* **Exercise brief**
Locate the line that contains "shade in the photo above.". Copy it and every following line through the end of the records, exactly, and include nothing else.

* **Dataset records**

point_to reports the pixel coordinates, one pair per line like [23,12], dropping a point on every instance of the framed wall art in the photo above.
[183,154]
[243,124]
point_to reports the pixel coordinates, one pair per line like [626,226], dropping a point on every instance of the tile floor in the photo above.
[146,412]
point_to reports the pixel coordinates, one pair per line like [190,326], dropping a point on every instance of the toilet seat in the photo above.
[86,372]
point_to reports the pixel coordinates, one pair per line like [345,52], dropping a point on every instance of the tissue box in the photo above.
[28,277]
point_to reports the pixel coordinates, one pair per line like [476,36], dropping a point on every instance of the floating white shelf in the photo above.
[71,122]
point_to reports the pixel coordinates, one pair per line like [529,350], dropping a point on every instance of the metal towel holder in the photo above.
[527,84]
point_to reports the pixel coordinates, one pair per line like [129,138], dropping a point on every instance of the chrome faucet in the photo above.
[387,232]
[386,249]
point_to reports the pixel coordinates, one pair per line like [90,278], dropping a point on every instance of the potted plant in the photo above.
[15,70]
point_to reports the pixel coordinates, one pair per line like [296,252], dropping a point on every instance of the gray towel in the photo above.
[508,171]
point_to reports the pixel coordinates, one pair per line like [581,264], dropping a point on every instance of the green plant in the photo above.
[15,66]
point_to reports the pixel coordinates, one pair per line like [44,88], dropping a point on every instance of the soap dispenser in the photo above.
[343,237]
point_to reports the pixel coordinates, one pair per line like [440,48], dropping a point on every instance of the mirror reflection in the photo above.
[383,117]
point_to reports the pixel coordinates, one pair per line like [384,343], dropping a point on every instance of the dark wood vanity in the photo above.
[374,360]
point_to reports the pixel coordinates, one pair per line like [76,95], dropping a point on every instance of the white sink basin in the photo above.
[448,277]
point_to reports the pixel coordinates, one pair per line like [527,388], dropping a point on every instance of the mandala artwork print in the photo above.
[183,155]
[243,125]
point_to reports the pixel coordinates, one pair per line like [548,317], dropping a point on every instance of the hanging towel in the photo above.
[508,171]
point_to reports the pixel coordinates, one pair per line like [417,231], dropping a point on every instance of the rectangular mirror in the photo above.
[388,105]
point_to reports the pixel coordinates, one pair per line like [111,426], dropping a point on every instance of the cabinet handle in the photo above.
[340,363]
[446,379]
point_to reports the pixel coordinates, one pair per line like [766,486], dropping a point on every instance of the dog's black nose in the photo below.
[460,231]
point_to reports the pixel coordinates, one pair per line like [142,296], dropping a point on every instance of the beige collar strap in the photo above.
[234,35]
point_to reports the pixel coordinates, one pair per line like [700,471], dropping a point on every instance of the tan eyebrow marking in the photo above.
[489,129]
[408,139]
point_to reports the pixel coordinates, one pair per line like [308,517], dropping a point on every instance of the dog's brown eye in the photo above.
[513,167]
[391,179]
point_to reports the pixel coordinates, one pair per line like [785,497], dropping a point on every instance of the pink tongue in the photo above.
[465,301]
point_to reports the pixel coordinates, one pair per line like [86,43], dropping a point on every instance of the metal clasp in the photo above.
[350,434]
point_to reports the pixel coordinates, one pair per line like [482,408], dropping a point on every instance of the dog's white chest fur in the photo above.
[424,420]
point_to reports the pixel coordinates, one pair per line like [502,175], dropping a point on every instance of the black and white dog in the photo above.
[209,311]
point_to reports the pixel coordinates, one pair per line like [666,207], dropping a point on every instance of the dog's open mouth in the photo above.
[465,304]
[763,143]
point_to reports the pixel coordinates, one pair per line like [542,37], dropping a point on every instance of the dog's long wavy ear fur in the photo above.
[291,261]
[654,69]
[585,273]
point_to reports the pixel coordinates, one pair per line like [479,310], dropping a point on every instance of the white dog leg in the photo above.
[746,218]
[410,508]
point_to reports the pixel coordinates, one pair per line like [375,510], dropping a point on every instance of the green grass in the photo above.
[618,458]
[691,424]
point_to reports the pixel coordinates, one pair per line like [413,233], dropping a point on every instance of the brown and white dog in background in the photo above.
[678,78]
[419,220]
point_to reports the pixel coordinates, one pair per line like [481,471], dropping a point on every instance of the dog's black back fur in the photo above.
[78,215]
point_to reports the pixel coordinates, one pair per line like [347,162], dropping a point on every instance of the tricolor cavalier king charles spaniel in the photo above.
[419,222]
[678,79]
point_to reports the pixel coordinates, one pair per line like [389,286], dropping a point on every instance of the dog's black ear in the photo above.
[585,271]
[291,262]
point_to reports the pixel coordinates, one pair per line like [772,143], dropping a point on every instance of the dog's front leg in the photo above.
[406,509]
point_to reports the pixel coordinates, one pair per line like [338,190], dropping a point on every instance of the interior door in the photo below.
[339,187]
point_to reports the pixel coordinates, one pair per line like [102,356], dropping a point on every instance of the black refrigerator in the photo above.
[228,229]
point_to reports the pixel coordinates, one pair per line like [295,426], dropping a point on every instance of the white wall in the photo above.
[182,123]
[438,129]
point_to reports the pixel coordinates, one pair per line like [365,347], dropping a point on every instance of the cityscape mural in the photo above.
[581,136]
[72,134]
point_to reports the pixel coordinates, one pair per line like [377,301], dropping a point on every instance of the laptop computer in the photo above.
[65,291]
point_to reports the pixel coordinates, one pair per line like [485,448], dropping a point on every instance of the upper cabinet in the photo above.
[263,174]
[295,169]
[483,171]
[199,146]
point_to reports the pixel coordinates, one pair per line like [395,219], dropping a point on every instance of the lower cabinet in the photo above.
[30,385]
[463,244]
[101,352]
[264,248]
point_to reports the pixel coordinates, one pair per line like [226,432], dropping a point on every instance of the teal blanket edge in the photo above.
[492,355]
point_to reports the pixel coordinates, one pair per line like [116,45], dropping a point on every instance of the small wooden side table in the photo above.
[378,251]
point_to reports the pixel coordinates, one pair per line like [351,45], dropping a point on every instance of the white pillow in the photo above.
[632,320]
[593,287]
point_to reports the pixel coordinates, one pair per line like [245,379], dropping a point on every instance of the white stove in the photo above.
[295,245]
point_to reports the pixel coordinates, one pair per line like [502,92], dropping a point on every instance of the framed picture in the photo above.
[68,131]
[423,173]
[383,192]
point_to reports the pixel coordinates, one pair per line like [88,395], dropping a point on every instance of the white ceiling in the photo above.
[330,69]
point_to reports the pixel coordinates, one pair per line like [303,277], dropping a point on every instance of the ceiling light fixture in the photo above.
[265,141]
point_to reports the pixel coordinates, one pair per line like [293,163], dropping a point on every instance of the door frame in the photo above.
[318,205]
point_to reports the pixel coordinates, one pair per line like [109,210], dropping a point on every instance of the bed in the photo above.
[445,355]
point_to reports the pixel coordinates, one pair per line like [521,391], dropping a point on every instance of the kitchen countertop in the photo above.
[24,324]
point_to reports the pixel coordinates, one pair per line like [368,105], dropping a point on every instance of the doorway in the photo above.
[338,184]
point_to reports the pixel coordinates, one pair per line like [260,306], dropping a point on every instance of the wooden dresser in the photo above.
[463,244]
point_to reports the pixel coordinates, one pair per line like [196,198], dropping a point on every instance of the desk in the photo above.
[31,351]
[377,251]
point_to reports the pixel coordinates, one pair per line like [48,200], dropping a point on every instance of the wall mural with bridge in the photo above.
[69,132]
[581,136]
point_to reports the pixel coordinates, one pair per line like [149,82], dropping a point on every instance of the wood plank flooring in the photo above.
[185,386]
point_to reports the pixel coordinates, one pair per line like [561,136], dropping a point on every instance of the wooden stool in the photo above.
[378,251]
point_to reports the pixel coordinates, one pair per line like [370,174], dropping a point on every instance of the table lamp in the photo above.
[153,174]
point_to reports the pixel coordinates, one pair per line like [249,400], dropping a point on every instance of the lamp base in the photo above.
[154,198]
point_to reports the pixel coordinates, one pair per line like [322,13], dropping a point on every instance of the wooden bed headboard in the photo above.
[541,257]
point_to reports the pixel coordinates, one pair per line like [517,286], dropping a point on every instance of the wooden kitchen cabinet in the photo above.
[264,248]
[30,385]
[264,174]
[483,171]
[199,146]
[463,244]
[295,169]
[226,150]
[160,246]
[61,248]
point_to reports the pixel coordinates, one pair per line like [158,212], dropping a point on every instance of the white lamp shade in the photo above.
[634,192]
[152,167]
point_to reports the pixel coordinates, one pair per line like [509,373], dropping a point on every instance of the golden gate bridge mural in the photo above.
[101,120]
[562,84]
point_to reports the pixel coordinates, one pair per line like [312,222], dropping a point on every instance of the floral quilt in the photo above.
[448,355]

* **Exercise response**
point_to reports the pixel coordinates, one pair per line like [158,212], dropping a point on every instance of the white lamp shade in the photo above.
[634,192]
[152,167]
point_to reports the pixel coordinates, one pair per line like [509,373], dropping a point on every instance of the golden gate bridge mural in the photo above.
[101,120]
[562,84]
point_to reports the pixel coordinates, one pair per line like [312,222], dropping a point on every instance of the floral quilt in the photo above.
[448,355]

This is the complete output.